Challenge a: Report each line of the rows below that contains the word "train".
===== Source =====
25 More Greatest Tweets That Will Reaffirm Your Faith in My Tweets

In Blog by Brady Carlson0 Comments

Archduke Franz Ferdinand

As I write this I am on the cusp of 3000 tweets, which we all know is a landmark milestone in any career. Technically, it’s a landmark milestone in any baseball career, and then only when it refers to hits. But anyone who follows this gem of a Twitter stream would agree there are plenty of hits. And plenty of misses. Whew, man, have there been some misses. There was this one time where I tried to tell an old joke about dinner plates ending up in the first chair of the Philharmonic, and then I had to do like 48 tweets to explain the joke, which I didn’t quite get myself, and also I think I was telling it wrong.

The 25 tweets we’ve compiled here, however, are anything but wrong. In fact, if these tweets are wrong, I don’t want to be right. Here’s what else I don’t want to be: telling that Philharmonic plate joke again. I’m starting to think that wasn’t actually an old joke but a byproduct of watching QVC dressed as Itzhak Perlman.
===== Extracted records =====
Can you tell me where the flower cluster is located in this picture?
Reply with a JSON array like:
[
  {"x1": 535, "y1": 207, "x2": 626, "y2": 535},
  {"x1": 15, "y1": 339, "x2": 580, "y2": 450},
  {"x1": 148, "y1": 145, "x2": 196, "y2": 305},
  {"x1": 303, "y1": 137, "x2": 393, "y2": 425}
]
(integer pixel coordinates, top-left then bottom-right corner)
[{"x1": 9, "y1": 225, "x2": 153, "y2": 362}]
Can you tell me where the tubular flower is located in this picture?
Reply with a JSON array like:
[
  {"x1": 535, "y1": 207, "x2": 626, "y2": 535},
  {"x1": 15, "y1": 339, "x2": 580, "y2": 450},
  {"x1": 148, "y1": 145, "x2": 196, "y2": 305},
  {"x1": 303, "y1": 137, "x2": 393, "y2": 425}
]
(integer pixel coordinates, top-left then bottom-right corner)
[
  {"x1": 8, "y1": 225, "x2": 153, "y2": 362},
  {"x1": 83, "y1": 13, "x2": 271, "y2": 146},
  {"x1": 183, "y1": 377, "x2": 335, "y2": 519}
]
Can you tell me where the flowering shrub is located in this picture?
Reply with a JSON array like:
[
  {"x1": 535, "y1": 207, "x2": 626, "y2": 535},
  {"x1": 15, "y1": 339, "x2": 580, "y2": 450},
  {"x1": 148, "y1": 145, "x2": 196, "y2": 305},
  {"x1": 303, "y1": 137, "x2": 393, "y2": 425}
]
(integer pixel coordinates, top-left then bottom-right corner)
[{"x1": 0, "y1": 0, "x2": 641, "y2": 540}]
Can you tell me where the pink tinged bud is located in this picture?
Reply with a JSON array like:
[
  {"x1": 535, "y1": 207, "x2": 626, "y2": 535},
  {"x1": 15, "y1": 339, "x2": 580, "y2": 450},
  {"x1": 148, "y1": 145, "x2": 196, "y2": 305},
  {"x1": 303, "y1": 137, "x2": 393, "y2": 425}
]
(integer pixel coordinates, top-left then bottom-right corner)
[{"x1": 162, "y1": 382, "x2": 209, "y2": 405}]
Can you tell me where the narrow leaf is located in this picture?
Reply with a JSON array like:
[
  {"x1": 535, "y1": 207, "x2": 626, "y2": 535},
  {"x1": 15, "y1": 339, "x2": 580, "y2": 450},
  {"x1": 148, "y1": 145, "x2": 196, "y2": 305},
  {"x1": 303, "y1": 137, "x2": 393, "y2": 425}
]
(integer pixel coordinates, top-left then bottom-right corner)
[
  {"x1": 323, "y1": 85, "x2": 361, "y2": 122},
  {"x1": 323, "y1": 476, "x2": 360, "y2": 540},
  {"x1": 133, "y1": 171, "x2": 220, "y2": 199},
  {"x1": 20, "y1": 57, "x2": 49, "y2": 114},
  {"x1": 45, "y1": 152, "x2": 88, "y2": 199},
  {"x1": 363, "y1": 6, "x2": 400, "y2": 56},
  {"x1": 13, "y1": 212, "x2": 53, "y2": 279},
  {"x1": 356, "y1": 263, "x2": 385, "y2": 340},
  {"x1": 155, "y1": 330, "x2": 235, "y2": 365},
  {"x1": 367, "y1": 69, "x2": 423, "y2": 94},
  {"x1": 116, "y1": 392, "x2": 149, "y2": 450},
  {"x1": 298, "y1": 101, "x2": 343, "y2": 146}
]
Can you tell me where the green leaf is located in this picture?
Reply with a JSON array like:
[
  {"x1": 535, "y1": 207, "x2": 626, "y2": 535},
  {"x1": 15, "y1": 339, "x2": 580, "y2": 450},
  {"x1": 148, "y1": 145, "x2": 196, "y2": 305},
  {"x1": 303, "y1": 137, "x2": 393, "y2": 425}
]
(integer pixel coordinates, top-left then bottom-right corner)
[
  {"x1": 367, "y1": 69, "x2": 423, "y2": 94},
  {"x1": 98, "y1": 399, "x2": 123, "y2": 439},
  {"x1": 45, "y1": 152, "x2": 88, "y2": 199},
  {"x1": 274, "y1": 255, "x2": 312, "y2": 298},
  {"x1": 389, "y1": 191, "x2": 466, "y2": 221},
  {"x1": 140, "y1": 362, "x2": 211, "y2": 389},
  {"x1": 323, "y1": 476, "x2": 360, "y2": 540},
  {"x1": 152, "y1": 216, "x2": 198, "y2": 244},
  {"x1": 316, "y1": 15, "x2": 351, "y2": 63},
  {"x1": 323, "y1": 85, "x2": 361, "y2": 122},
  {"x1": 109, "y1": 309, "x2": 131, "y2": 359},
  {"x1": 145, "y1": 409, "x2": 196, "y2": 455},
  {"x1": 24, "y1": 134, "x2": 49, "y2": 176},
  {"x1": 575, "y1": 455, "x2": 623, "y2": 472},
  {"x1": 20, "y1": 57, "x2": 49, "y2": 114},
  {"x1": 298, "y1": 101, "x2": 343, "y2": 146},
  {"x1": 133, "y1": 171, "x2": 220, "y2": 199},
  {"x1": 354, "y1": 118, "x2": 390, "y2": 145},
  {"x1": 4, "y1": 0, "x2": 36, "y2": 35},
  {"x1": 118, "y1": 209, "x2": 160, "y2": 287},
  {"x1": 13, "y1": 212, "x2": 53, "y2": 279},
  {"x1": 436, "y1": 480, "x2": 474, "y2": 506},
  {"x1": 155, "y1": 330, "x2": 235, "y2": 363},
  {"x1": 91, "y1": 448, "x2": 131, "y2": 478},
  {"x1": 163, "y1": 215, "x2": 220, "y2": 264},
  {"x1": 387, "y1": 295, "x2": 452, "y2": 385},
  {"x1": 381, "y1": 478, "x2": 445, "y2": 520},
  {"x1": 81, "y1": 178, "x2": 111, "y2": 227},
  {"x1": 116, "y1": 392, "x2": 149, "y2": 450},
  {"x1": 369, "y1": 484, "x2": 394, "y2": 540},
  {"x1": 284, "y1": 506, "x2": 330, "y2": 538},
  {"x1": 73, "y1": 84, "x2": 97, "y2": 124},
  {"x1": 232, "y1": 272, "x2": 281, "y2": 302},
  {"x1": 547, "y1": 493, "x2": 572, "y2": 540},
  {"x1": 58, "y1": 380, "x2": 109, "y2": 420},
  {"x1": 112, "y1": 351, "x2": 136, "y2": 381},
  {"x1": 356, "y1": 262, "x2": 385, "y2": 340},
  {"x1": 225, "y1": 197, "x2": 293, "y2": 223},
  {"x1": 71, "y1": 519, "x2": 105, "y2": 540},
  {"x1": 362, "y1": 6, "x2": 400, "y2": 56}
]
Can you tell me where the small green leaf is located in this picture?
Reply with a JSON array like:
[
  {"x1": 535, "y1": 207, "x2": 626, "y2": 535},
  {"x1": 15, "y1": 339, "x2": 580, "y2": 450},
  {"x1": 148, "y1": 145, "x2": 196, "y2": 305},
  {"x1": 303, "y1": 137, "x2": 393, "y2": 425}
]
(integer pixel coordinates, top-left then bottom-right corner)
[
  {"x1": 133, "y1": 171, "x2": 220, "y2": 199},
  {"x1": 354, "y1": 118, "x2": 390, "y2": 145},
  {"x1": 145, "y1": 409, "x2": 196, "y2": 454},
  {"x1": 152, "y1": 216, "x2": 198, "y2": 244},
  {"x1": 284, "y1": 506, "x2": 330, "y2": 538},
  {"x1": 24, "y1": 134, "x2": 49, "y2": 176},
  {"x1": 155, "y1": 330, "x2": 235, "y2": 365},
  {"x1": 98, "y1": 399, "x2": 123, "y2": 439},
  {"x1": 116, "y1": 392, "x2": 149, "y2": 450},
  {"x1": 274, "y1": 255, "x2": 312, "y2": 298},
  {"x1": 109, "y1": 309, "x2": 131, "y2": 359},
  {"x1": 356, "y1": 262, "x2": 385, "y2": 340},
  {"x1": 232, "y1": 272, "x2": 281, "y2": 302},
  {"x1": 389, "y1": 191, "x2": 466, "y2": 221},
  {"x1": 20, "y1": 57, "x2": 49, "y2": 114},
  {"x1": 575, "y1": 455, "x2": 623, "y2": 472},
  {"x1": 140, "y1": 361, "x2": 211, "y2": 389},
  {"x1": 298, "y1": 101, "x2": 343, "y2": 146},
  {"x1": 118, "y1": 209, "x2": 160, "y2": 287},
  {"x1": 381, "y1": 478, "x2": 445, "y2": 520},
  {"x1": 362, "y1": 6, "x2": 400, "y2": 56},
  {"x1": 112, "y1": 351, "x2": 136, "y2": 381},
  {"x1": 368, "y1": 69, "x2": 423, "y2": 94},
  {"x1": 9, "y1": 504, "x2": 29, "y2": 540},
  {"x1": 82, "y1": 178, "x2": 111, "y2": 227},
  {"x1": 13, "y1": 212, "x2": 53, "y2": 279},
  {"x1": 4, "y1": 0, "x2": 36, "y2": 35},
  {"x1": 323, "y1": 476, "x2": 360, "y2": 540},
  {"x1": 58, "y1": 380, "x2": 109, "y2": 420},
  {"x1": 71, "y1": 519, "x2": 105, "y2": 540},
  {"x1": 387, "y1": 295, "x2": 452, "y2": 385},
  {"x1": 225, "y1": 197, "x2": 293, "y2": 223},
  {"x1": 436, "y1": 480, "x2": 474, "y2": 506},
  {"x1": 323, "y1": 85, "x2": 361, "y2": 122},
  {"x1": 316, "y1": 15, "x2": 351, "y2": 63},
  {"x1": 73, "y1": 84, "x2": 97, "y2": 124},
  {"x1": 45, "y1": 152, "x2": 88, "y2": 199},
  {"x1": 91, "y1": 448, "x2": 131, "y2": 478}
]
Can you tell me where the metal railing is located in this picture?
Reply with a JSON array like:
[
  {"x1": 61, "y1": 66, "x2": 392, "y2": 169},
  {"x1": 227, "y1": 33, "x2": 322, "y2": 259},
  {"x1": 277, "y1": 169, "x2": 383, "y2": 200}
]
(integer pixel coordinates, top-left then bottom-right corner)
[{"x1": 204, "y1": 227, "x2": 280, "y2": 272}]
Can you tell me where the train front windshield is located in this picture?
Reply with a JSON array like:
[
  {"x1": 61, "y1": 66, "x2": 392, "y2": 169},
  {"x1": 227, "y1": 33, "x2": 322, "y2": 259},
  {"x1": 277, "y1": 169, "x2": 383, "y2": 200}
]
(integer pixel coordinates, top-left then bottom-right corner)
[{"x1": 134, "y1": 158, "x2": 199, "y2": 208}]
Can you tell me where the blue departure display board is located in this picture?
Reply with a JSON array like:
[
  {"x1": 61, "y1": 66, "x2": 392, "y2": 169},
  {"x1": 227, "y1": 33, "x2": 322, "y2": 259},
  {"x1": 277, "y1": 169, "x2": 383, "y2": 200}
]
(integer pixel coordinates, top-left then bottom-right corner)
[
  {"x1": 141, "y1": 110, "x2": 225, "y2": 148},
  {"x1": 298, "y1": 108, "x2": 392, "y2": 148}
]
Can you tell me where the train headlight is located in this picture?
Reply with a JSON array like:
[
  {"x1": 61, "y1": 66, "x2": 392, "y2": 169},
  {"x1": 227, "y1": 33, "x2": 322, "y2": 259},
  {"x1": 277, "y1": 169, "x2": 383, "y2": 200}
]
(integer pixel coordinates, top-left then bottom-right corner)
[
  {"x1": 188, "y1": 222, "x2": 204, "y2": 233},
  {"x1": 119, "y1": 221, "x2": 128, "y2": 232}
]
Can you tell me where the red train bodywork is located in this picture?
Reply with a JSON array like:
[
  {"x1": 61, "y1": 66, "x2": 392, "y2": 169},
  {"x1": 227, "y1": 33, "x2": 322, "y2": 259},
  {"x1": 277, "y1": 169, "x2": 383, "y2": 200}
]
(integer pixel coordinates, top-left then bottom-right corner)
=====
Challenge b: Name every person mentioned in the blog post about tweets above.

Worked solution a:
Can you tell me where the train front windshield is located in this picture?
Can you tell me where the train headlight is located in this picture?
Can you tell me where the red train bodywork is located in this picture?

Worked solution b: Brady Carlson, Archduke Franz Ferdinand, Itzhak Perlman